Reproduce the items below with "out-of-focus background" substituted for every occurrence of "blurred background" and everything else left unchanged. Omit the pictures from your reproduction.

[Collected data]

— start —

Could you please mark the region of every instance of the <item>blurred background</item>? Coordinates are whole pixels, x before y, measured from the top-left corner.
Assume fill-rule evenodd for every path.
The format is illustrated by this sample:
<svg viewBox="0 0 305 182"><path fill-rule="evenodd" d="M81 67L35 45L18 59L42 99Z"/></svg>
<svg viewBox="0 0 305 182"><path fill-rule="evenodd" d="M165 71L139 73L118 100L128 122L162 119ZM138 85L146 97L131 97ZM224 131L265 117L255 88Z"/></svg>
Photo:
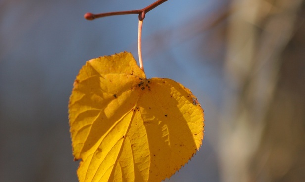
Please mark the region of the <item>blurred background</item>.
<svg viewBox="0 0 305 182"><path fill-rule="evenodd" d="M77 182L67 105L86 61L137 58L137 15L155 0L0 1L0 182ZM304 182L305 4L174 0L146 15L147 77L190 88L203 146L167 182Z"/></svg>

— end —

▶ Result of the task
Could you please mark the region of every instance of the <item>out-of-focus background</item>? Coordinates are whole pixels, x before y, measured from the top-left corner.
Assume fill-rule evenodd for every path.
The format is illustrated by this sample:
<svg viewBox="0 0 305 182"><path fill-rule="evenodd" d="M81 67L35 45L18 59L42 99Z"/></svg>
<svg viewBox="0 0 305 182"><path fill-rule="evenodd" d="M165 71L139 73L118 100L128 122L162 119ZM138 85L146 97L131 97ZM224 131L265 117L255 88Z"/></svg>
Photo:
Please mark the region of the <item>out-of-focus background</item>.
<svg viewBox="0 0 305 182"><path fill-rule="evenodd" d="M77 182L67 105L86 61L137 58L137 15L155 0L0 1L0 182ZM304 182L305 4L174 0L146 15L147 77L190 88L203 146L167 182Z"/></svg>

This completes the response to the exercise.